__PROBLEM TO WORK ON__:
Quote the data from its beginning up to and including the line that contains "180), (178, 209)]", leaving out the pictures.

__DATASET ENTRIES__:
***

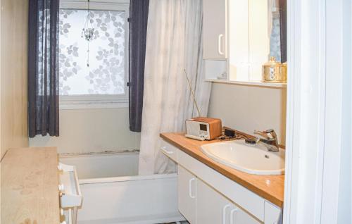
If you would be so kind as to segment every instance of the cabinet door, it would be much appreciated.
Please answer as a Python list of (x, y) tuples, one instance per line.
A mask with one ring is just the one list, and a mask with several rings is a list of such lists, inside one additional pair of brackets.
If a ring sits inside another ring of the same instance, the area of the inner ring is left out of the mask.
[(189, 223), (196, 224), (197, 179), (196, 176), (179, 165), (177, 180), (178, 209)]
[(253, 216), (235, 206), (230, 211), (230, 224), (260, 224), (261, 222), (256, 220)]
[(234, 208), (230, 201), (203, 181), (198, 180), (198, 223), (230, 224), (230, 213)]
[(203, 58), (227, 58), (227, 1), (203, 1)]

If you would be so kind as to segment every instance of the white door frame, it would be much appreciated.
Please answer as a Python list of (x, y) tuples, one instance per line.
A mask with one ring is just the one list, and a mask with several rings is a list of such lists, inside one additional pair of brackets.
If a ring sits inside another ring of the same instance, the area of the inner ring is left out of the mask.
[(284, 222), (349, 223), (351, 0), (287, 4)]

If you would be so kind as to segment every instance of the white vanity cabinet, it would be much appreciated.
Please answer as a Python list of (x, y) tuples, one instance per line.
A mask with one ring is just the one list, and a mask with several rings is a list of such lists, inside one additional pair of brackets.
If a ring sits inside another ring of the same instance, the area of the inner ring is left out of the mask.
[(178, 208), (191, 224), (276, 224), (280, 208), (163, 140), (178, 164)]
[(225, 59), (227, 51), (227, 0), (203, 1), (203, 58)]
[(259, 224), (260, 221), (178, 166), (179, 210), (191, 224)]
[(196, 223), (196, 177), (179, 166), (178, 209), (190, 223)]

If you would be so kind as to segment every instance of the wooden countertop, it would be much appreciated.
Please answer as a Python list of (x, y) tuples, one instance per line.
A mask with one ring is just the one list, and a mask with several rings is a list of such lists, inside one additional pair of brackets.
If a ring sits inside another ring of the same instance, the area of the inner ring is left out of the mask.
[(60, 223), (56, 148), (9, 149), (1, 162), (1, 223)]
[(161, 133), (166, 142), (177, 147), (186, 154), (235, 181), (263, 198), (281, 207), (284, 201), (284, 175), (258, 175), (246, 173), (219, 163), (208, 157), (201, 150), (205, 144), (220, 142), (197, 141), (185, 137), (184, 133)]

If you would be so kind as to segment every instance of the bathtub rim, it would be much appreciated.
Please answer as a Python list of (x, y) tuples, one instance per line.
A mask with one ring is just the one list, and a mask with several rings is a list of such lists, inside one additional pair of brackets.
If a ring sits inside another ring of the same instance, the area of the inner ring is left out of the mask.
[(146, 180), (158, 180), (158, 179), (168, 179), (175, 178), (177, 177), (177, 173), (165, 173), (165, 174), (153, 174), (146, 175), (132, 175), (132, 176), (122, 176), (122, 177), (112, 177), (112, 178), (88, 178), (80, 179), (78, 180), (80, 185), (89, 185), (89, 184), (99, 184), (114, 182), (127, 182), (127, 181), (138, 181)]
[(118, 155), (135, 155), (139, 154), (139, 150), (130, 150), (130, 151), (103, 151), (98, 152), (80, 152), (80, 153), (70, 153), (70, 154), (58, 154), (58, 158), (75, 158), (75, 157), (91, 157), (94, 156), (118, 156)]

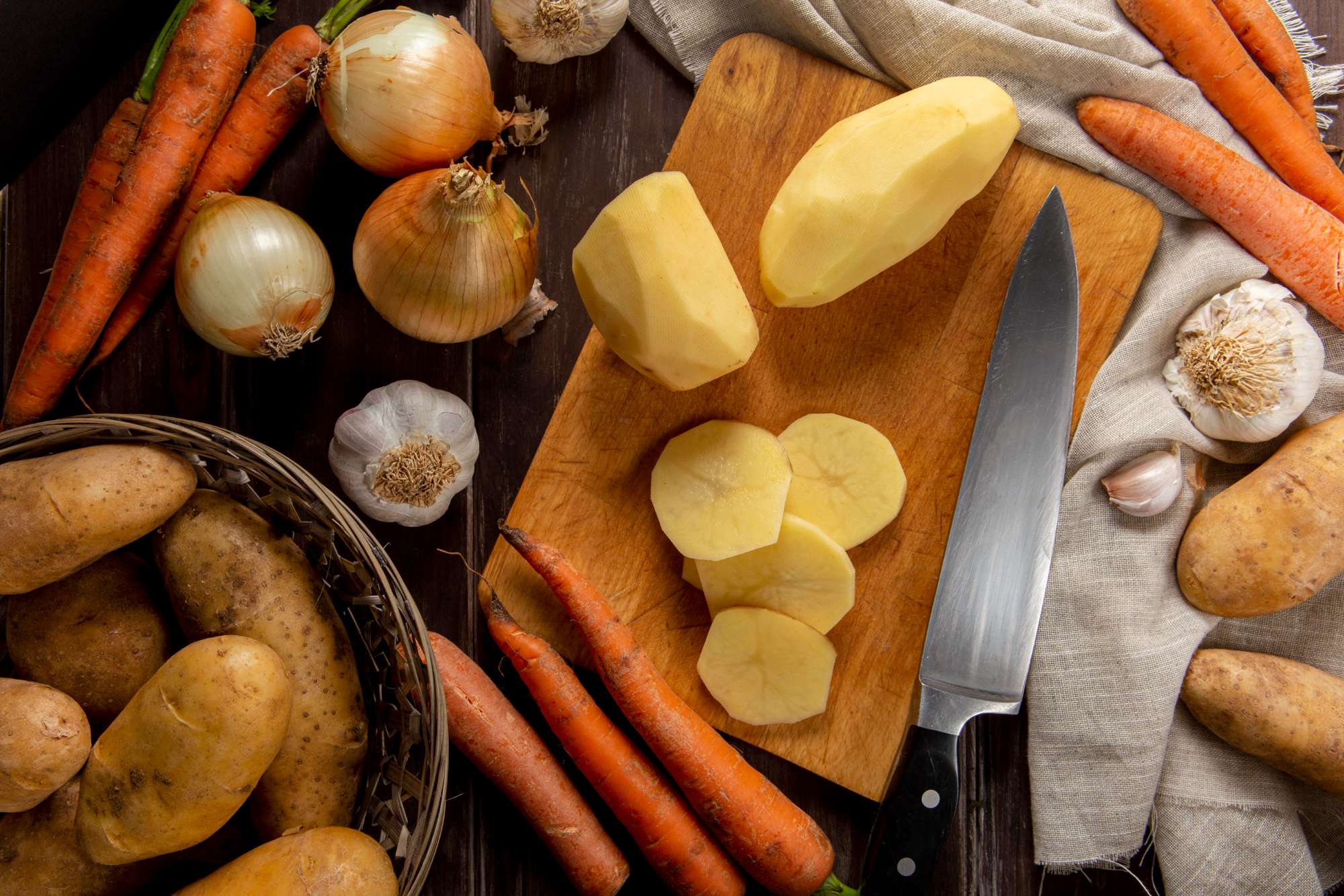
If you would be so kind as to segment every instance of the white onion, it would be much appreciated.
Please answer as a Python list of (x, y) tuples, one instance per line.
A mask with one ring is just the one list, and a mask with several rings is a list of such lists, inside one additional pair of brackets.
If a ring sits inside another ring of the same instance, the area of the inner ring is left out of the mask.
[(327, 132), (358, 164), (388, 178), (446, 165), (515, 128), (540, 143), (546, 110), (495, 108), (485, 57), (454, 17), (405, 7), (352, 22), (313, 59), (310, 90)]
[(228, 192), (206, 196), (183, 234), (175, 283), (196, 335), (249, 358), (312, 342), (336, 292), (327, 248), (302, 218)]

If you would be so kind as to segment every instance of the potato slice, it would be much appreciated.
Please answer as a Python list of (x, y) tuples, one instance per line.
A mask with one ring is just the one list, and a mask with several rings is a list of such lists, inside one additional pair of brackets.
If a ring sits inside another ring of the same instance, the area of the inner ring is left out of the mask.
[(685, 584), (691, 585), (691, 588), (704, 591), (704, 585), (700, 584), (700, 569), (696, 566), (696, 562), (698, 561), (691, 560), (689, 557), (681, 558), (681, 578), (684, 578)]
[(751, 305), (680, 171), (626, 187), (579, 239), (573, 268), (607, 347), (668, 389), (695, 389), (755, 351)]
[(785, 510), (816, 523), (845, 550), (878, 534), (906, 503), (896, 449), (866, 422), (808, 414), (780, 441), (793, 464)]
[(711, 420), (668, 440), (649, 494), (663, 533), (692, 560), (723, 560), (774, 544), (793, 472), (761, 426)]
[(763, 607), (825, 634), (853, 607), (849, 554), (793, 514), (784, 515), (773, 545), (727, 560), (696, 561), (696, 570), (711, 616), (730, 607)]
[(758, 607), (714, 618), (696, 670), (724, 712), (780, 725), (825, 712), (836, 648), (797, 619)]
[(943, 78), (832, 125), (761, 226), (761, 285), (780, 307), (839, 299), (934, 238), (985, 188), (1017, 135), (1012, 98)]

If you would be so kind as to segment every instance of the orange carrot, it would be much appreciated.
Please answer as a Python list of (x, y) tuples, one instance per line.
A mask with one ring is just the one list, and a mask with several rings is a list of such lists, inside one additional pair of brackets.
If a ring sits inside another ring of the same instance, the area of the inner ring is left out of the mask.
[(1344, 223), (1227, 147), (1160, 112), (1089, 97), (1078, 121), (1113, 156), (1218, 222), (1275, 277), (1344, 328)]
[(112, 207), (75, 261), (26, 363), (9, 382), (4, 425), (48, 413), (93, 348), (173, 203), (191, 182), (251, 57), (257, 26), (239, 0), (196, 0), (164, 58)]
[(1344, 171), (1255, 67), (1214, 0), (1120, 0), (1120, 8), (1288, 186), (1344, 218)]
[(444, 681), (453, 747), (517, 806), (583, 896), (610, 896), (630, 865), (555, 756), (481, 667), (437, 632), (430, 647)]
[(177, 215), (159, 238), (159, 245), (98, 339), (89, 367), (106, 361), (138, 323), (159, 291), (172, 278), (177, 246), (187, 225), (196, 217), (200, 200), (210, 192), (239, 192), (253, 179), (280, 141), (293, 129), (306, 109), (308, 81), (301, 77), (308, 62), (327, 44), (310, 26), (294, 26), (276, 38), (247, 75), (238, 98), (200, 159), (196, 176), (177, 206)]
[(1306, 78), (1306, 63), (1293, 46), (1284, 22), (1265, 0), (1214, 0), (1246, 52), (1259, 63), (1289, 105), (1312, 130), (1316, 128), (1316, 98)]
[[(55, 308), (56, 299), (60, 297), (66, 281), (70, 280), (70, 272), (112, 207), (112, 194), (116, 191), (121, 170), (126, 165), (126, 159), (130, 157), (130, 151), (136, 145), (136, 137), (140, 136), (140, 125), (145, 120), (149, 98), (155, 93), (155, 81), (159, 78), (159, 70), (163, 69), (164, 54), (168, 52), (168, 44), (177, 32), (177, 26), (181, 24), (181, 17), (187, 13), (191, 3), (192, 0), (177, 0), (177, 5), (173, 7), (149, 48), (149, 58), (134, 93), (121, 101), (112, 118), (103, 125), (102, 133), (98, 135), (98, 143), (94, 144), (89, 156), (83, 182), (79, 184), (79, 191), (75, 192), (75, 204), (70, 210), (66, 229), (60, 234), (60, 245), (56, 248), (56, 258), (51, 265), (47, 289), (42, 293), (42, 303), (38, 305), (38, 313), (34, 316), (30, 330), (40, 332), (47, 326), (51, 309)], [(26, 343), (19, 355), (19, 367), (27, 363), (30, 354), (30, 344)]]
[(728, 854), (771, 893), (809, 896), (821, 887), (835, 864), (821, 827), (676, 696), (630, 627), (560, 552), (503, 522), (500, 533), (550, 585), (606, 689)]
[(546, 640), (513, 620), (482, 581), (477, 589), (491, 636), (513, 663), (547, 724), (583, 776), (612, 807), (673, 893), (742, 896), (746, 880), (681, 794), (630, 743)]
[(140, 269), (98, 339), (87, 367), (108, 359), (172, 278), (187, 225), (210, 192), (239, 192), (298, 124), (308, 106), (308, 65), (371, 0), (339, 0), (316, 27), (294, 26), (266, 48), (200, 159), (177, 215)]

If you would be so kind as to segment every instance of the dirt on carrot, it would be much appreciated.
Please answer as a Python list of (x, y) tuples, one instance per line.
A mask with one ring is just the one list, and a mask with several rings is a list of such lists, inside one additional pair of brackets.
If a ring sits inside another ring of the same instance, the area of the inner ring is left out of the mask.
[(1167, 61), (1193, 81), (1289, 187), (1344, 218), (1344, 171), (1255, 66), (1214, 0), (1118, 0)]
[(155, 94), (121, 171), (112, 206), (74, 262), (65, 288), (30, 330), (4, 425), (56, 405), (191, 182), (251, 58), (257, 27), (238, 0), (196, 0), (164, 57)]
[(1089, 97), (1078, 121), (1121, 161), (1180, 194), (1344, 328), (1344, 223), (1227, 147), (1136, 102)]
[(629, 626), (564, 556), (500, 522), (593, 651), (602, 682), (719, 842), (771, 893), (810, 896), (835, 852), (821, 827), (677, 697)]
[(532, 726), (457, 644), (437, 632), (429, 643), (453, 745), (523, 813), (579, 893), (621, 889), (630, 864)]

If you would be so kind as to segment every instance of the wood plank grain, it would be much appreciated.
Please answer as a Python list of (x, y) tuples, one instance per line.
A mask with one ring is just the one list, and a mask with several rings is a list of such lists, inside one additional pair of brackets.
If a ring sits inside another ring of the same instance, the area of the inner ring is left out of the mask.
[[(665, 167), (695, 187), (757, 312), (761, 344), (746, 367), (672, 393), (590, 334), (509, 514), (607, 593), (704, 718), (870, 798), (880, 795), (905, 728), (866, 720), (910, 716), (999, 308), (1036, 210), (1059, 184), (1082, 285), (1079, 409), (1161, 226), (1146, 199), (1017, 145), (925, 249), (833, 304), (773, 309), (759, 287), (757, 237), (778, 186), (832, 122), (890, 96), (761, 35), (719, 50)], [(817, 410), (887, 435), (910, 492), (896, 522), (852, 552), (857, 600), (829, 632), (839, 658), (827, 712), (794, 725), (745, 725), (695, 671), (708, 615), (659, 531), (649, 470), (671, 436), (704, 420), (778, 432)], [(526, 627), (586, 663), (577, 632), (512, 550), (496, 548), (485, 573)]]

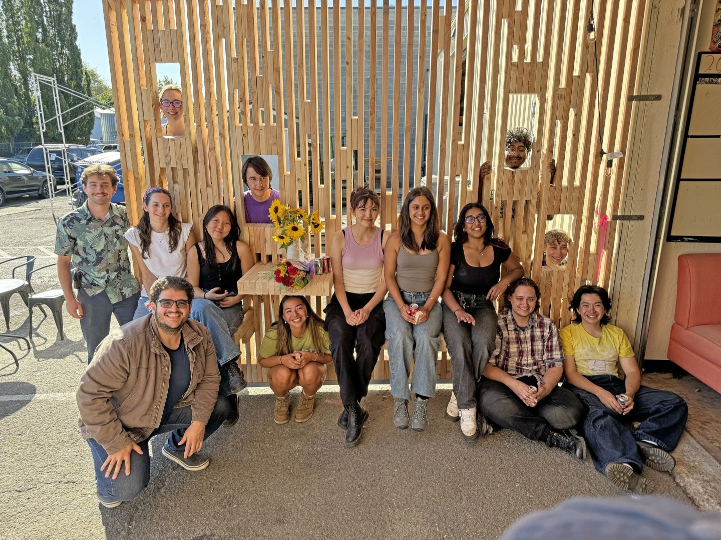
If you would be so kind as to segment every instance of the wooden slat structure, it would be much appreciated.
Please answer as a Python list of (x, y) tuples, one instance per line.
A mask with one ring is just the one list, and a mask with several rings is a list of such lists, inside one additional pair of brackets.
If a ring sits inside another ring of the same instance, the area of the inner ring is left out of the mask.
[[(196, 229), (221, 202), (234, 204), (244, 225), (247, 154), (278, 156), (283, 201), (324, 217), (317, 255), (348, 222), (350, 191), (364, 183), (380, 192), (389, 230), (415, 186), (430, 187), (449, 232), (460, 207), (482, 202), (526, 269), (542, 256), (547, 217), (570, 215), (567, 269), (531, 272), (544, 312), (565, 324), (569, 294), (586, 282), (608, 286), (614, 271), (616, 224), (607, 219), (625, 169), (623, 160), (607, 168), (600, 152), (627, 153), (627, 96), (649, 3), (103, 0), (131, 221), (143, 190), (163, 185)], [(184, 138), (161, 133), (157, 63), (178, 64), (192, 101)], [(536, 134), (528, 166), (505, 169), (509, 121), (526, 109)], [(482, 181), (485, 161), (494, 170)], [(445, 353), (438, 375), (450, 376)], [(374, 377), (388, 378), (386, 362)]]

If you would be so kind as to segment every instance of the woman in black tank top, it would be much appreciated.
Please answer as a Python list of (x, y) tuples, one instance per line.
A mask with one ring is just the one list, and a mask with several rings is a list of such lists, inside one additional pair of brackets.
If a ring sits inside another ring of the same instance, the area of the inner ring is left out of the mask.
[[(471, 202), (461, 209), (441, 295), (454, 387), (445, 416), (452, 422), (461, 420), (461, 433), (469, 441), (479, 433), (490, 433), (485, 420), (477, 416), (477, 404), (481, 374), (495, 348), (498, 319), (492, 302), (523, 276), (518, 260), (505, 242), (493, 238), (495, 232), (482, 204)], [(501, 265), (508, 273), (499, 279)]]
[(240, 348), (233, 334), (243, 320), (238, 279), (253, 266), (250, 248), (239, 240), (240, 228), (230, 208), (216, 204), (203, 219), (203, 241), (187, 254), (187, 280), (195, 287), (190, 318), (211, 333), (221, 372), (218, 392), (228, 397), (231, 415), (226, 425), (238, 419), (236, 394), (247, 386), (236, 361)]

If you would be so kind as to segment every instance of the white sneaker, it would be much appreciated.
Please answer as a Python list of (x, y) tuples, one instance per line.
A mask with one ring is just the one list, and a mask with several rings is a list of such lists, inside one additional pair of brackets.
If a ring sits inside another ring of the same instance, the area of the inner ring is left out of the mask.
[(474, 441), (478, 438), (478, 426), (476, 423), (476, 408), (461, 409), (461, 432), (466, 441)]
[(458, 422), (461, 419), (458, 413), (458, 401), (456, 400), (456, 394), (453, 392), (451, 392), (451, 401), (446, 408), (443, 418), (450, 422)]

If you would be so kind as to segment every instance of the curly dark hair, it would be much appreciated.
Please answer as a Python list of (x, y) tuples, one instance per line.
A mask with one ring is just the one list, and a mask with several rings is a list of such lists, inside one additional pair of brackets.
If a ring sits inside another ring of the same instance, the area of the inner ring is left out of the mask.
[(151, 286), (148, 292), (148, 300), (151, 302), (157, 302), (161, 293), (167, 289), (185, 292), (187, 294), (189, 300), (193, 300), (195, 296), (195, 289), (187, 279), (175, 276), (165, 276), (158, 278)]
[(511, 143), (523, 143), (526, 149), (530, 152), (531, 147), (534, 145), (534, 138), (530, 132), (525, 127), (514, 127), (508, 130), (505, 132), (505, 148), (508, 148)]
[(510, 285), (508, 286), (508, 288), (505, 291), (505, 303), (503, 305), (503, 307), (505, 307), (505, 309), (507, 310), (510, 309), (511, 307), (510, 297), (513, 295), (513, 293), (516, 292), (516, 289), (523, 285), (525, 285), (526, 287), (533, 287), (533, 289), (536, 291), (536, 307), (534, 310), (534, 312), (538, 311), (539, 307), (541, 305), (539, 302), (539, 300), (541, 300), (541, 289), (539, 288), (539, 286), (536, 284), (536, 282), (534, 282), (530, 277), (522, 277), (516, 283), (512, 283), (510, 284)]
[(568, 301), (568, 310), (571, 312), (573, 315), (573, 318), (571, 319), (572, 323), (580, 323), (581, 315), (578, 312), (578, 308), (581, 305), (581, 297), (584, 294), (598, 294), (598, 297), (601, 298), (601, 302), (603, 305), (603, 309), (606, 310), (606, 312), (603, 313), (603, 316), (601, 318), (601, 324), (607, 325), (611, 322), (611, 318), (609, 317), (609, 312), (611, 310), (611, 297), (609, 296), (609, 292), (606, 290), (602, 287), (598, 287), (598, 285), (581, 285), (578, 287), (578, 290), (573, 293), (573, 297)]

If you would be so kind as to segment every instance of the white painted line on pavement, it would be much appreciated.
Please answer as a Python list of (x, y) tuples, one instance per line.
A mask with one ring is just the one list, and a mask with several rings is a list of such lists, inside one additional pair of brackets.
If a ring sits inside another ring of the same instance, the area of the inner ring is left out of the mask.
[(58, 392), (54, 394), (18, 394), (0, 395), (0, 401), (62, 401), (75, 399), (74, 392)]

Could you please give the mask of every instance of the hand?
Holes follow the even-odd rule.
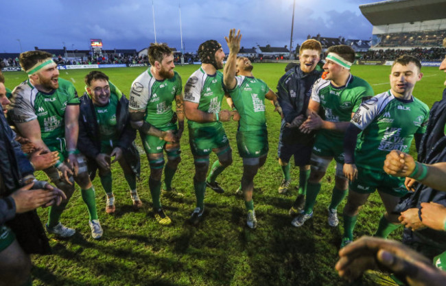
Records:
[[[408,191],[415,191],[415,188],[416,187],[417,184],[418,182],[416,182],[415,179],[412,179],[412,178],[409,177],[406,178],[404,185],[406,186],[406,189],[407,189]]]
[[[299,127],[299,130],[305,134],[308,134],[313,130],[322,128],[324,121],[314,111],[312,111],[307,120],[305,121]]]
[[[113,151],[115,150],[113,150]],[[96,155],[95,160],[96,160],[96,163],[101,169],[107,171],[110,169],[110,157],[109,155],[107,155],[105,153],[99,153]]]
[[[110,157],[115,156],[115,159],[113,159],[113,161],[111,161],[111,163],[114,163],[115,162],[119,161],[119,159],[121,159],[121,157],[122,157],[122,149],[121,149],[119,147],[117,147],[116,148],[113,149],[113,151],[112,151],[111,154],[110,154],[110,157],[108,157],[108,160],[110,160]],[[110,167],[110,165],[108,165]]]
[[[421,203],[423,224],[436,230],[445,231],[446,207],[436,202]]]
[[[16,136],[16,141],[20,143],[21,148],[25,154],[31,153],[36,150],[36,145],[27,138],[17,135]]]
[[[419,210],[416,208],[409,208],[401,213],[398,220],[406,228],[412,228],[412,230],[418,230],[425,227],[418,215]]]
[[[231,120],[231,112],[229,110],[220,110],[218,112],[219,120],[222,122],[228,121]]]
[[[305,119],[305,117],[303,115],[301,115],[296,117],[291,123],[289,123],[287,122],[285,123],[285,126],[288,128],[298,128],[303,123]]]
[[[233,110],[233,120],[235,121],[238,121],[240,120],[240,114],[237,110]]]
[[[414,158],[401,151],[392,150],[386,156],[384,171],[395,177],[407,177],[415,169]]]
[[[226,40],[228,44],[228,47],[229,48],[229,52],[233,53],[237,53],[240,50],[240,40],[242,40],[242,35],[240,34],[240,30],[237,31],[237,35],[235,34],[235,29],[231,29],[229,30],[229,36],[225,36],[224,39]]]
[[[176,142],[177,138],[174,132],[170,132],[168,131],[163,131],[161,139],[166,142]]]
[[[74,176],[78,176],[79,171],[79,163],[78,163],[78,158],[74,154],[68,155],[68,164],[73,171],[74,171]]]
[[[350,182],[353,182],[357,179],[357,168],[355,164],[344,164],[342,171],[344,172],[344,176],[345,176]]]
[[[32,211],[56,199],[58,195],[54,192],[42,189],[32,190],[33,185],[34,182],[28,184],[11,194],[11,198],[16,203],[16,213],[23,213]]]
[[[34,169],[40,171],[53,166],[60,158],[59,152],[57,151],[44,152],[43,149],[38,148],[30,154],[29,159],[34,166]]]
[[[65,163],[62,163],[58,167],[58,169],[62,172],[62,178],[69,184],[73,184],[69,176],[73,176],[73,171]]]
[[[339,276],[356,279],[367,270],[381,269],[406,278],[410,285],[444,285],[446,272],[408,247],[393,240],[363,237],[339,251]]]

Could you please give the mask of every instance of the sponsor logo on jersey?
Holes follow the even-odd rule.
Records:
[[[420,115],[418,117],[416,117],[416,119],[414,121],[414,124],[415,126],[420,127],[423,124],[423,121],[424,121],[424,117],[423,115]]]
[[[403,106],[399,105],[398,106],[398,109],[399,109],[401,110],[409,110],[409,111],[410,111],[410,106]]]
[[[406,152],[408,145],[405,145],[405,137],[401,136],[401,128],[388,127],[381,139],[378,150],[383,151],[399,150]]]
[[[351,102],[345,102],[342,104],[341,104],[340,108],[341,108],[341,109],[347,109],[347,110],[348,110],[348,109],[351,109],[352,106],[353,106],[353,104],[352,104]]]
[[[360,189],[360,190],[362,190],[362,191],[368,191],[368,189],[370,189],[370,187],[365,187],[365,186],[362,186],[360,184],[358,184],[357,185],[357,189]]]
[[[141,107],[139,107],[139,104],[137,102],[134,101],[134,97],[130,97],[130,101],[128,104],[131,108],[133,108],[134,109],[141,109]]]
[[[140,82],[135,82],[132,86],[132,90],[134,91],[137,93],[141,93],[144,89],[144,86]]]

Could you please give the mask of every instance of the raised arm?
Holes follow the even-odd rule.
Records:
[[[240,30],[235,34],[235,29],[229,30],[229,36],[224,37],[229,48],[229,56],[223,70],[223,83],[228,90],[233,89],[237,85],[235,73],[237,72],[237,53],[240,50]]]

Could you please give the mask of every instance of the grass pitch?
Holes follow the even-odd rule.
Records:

***

__RESPONSE BELOW__:
If you would be so kind as to segment every instance of the cabinet door, it would be much appreciated.
Please answer as a Python list of (x, y) tuples, one instance per line.
A mask with one ring is just the one list, and a mask with several rings is a list of such lists, inside one additional pair of brackets.
If a ring sits inside another ring of the same instance, the area of the inner ring is left out of the mask.
[(189, 223), (196, 224), (197, 179), (196, 176), (179, 165), (177, 180), (178, 209)]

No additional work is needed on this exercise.